• [TEXT UNDER STUDY]:
---

‘This extra parliamentary propaganda’: Land League posters

Published in 18th-19th Century Social Perspectives, 18th–19th - Century History, Features, General, Irish Republican Brotherhood / Fenians, Issue 6 (Nov/Dec 2008), Volume 16

This Irish National Land League meeting held in the Phoenix Park on 24 July 1881 was advertised by a huge poster (in two sheets), under-printed in electric blue, orange and yellow—reminiscent of psychedelic art of the 1960s. (National Archives of Ireland)

This Irish National Land League meeting held in the Phoenix Park on 24 July 1881 was advertised by a huge poster (in two sheets), under-printed in electric blue, orange and yellow—reminiscent of psychedelic art of the 1960s. (National Archives of Ireland)

In June 1880 the Freeman’s Journal published a letter by John Devoy defending his support for the Irish National Land League. Devoy railed against nationalists who might claim that he had betrayed his principles by supporting a partnership with parliamentarians and advocacy of a cause that deviated from the cherished aim of Fenianism, the overthrow of British rule in Ireland through armed revolt. Devoy wrote: ‘With all its shortcomings and all its mistakes… the land movement . . . made it possible to keep alive a national movement in the future’. Scotching rumours that he intended to run for parliament, Devoy said that the part of the movement that operated outside parliament would result in ‘breaking down the present land system or any other similar system’. The similar system he referred to was British rule in Ireland. Devoy felt that ‘this work of organisation, this extra parliamentary propaganda, is only now fairly initiated’. He urged clever, ambitious young men to look to the future: to organise, counsel and educate the people ‘for the long and arduous struggle before them’ rather than seek to strut around London as members of parliament.

Fenians direct successors of the Young Irelanders

The Young Ireland poet Thomas Davis believed that promoting a national identity distinct and separate from Britain was a necessary precursor to independence. In his essay ‘The History of Ireland’ he noted: ‘If Ireland were in national health, her history would be familiar by books, pictures, statuary and music . . . These are the pillars of Independence’. Davis felt that much work needed to be done before the Irish people could rise to the challenge of nationhood.

---

• [INPUT DATA]:
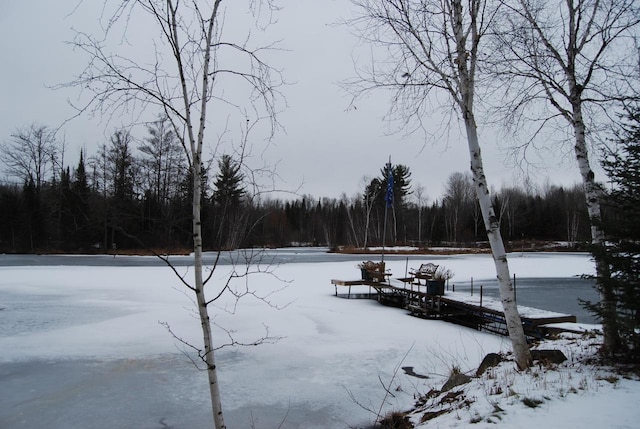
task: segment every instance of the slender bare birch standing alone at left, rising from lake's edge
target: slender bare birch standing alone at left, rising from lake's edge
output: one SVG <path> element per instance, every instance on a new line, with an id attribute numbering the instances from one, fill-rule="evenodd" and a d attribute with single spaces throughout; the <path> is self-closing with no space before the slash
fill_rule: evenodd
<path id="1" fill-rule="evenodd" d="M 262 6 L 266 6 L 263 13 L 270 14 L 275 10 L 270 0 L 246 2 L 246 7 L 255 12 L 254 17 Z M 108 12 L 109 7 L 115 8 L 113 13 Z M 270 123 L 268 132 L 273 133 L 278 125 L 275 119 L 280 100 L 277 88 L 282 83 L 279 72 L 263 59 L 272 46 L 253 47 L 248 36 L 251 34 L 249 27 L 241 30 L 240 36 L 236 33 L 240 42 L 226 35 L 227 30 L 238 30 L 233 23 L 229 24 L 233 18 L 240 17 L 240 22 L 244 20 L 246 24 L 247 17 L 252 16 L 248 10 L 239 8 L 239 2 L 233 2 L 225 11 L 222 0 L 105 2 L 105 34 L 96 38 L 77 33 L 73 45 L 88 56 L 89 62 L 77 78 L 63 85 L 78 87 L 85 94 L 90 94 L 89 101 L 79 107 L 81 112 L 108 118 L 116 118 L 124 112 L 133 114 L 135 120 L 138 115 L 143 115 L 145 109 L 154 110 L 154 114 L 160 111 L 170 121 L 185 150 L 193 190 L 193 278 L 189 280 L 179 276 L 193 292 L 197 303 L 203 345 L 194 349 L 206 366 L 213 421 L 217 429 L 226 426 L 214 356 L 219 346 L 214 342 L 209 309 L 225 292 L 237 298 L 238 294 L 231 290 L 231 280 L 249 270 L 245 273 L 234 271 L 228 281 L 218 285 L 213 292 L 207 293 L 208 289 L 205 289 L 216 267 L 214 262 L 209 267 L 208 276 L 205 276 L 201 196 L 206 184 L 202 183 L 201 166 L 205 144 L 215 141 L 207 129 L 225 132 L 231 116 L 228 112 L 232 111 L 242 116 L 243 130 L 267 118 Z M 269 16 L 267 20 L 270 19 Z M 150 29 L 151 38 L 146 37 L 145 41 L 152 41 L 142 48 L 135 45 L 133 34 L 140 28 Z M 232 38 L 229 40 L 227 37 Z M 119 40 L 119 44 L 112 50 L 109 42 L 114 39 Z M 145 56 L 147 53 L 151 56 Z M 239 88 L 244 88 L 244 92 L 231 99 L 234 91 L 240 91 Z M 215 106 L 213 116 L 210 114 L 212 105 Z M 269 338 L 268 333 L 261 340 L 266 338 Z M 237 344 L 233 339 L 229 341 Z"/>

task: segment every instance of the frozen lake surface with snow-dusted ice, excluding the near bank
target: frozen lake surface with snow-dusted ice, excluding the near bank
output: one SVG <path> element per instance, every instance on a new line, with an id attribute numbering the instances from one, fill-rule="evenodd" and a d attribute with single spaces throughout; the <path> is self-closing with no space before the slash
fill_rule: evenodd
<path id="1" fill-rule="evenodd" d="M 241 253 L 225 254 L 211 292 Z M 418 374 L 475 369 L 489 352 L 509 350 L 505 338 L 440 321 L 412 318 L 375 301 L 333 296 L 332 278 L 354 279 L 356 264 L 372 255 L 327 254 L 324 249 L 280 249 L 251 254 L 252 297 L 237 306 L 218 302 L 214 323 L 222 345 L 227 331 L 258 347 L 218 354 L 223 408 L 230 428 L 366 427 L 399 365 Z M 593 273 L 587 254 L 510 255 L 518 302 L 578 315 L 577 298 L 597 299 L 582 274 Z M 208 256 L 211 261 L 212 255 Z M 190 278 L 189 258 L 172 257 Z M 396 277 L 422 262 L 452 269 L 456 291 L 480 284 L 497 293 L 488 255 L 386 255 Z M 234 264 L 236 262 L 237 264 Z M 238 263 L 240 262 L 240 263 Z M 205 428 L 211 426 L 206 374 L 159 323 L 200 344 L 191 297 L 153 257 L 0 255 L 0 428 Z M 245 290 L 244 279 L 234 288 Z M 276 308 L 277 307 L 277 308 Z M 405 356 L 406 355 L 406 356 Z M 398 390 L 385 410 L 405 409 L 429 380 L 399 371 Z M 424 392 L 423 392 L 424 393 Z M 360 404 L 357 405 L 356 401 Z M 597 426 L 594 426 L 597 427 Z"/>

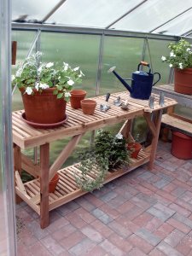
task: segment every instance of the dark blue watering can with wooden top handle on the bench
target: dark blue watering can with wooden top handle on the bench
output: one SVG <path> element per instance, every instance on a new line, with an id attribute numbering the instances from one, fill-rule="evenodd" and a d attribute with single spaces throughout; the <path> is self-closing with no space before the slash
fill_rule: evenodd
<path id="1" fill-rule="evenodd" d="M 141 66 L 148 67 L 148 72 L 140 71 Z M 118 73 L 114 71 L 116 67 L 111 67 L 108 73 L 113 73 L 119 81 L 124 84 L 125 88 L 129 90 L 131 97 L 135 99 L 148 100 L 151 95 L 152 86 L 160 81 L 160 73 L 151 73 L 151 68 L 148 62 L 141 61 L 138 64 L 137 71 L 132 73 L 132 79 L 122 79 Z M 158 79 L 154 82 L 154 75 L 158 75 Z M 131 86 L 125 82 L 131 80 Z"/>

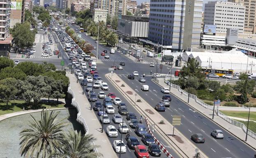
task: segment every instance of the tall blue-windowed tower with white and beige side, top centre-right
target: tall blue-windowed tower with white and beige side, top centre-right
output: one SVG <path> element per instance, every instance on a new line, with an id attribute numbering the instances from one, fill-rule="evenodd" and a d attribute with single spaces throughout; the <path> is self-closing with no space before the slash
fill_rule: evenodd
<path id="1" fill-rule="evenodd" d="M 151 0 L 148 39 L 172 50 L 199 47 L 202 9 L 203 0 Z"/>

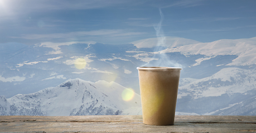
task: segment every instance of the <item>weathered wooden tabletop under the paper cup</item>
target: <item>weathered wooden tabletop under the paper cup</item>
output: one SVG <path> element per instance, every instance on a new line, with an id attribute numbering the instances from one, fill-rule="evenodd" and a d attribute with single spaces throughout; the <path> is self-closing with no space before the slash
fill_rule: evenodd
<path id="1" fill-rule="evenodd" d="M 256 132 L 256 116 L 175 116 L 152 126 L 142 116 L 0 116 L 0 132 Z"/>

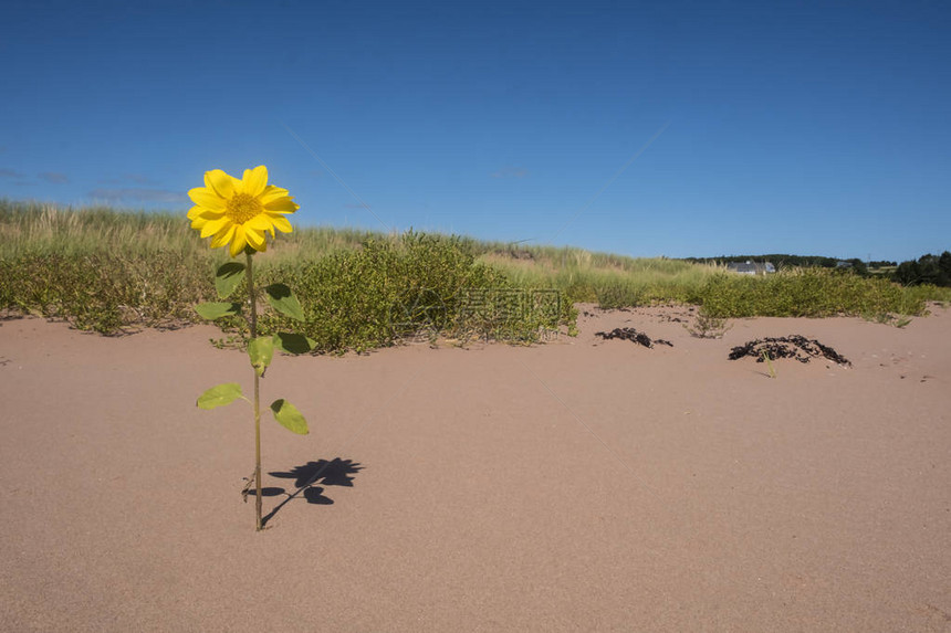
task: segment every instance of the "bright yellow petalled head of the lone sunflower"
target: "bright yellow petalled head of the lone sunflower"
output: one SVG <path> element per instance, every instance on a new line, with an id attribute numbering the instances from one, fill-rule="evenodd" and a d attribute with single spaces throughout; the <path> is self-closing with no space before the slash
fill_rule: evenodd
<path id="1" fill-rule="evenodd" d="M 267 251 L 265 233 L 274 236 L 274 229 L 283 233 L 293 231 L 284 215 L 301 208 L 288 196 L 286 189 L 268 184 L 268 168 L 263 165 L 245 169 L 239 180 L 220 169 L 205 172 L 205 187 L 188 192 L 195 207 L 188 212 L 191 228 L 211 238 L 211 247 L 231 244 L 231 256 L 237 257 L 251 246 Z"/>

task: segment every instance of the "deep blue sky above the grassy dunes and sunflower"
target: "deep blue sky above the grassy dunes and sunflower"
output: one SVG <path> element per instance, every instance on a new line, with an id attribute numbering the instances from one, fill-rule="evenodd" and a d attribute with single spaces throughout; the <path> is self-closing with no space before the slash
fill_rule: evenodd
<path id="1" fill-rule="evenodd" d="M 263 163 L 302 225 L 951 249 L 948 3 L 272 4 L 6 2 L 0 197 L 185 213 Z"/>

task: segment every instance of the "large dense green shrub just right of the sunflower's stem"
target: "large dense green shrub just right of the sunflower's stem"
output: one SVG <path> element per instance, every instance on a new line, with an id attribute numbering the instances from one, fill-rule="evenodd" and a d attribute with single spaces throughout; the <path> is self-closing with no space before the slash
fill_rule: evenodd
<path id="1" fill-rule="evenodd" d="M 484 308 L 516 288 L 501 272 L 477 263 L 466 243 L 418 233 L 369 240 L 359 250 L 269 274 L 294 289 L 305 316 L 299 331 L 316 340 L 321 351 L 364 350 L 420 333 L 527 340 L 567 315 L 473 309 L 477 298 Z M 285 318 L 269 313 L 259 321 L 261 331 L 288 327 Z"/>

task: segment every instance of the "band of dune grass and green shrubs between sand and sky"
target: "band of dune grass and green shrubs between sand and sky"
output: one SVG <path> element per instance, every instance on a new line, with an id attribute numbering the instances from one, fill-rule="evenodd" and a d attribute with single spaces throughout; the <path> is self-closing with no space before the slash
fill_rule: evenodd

---

• [EXERCISE REQUIREMENTS]:
**a)** In the Land League posters article, how did John Devoy justify supporting the Irish National Land League even though its cause deviated from the Fenian aim of armed revolt? Answer in one to three sentences.
**b)** Reproduce the passage of the Land League posters article from "The Young Ireland poet" to "challenge of nationhood." word for word.
The entries are not needed for the tasks.

• [ANSWERS FOR THE EXERCISE]:
**a)** Devoy argued that, whatever its shortcomings and mistakes, the land movement made it possible to keep alive a national movement in the future. He also held that the part of the movement operating outside parliament would result in breaking down the present land system or any similar system, meaning British rule in Ireland.

**b)**
The Young Ireland poet Thomas Davis believed that promoting a national identity distinct and separate from Britain was a necessary precursor to independence. In his essay ‘The History of Ireland’ he noted: ‘If Ireland were in national health, her history would be familiar by books, pictures, statuary and music . . . These are the pillars of Independence’. Davis felt that much work needed to be done before the Irish people could rise to the challenge of nationhood.